* _What you need to do_
Please copy every line below that contains the string "seating".

* _Exercise input_
============================================================
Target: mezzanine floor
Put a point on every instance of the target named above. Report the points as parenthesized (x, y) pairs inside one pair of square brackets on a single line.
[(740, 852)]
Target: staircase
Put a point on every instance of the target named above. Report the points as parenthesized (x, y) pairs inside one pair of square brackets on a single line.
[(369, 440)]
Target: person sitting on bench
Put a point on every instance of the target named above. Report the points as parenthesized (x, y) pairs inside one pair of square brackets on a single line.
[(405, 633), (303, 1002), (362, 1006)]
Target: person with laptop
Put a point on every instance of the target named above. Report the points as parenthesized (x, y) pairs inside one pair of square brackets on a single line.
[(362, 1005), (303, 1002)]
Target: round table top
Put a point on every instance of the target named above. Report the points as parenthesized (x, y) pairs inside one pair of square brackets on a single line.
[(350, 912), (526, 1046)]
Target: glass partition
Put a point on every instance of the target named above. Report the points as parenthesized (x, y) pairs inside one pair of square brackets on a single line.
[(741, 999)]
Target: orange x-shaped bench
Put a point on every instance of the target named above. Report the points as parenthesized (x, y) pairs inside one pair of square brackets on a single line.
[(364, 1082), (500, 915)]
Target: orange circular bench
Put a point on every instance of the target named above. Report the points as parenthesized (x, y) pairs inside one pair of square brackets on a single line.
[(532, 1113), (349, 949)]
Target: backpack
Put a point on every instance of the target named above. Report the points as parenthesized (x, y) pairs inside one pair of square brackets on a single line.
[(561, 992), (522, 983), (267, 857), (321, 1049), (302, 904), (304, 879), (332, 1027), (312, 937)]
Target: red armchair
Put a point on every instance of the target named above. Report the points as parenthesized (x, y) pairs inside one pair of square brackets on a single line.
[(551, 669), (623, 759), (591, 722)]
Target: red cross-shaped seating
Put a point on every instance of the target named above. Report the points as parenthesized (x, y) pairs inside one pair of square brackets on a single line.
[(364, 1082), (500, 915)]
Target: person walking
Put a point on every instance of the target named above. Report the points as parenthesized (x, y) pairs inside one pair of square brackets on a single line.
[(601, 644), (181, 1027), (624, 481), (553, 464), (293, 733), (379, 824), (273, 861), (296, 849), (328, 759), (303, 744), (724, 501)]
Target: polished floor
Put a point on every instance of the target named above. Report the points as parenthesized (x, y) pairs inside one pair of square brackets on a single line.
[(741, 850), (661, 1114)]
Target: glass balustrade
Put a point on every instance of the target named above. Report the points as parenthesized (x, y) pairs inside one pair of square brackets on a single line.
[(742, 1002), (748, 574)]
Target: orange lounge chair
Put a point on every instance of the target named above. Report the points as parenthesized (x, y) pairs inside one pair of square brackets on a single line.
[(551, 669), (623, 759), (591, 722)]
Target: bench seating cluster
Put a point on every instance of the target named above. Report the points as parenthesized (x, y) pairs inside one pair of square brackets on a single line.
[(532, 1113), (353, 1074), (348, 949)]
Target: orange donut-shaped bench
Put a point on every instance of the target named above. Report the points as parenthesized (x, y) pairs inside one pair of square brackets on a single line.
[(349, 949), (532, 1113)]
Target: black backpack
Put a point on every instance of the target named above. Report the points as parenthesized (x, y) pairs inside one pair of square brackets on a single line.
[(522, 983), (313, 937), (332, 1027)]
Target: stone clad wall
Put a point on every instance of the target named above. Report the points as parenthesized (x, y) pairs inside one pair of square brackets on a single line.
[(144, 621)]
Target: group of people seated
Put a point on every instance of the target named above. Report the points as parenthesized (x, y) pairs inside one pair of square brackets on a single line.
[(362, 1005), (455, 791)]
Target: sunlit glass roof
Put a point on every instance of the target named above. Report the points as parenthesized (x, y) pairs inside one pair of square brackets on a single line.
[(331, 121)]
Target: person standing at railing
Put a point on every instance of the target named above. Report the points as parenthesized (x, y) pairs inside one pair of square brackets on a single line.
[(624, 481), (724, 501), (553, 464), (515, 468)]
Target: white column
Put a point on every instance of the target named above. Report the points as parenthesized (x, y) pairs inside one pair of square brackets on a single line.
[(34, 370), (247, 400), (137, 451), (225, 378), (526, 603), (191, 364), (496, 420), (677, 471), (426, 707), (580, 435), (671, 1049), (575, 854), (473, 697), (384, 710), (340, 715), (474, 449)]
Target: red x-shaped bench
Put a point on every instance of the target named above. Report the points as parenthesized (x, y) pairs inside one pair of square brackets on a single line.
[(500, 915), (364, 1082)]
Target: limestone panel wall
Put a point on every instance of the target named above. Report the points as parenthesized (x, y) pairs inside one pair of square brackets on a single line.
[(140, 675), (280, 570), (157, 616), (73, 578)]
============================================================
* _Response area_
Target: red cross-shaped seating
Target: bench seating cluster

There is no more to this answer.